Label-aware Double Transfer Learning for Cross-Specialty Medical Named Entity Recognition

Published in The 16th Annual Conference of the North American Chapter of the Association for Computational Linguistics: Human Language Technologies. (NAACL 2018), 2018

Recommended citation: Zhenghui Wang, Yanru Qu, Liheng Chen, Jian Shen, Weinan Zhang, Shaodian Zhang, Yimei Gao, Gen Gu, Ken Chen and Yong Yu. The 16th Annual Conference of the North American Chapter of the Association for Computational Linguistics: Human Language Technologies. NAACL 2018.

Oral presentation 6.73%

[PDF] [Slide] [Video]

Abstract

We study the problem of named entity recognition (NER) from electronic medical records, which is one of the most fundamental and critical problems for medical text mining. Medical records which are written by clinicians from different specialties usually contain quite different terminologies and writing styles. The difference of specialties and the cost of human annotation makes it particularly difficult to train a universal medical NER system. In this paper, we propose a label-aware double transfer learning framework (La-DTL) for cross-specialty NER, so that a medical NER system designed for one specialty could be conveniently applied to another one with minimal annotation efforts. The transferability is guaranteed by 2 components: (i) we propose label-aware MMD for feature representation transfer, and (ii) we perform parameter transfer with a theoretical upper bound which is also label aware. We annotate a new medical NER corpus and conduct extensive experiments on 12 cross-specialty NER tasks. The experimental results demonstrate that La-DTL provides consistent accuracy improvement over strong baselines. Besides, the promising experimental results on non-medical NER scenarios indicate that La-DTL is potential to be seamlessly adapted to a wide range of NER tasks.

++++++++

- **Instructions**
(A) For each statement, say yes or no according to the paper page, and quote the words that decide it: (i) The experiments cover 12 cross-specialty NER tasks. (ii) The authors relied on an existing medical NER corpus. (iii) The paper was given as a poster.
(B) According to the paper page, which two components guarantee the transferability of La-DTL?
The lines after this point are separate material, unrelated to the paper page.

- **Data extract**
++++++++

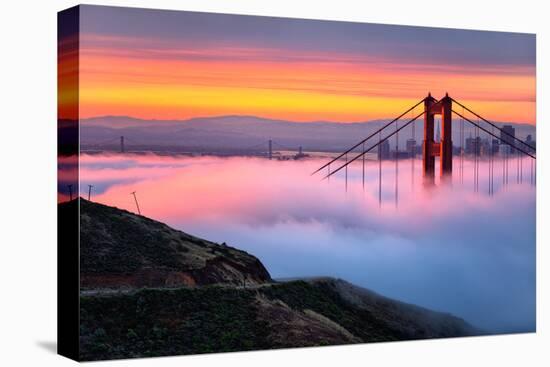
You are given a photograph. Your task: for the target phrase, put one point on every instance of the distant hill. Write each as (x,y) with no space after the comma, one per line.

++++++++

- **Outputs in order**
(A)
(i) Yes: "conduct extensive experiments on 12 cross-specialty NER tasks"
(ii) No: "We annotate a new medical NER corpus"
(iii) No: "Oral presentation 6.73%"

(B) Label-aware MMD for feature representation transfer, and parameter transfer with a theoretical upper bound that is also label aware.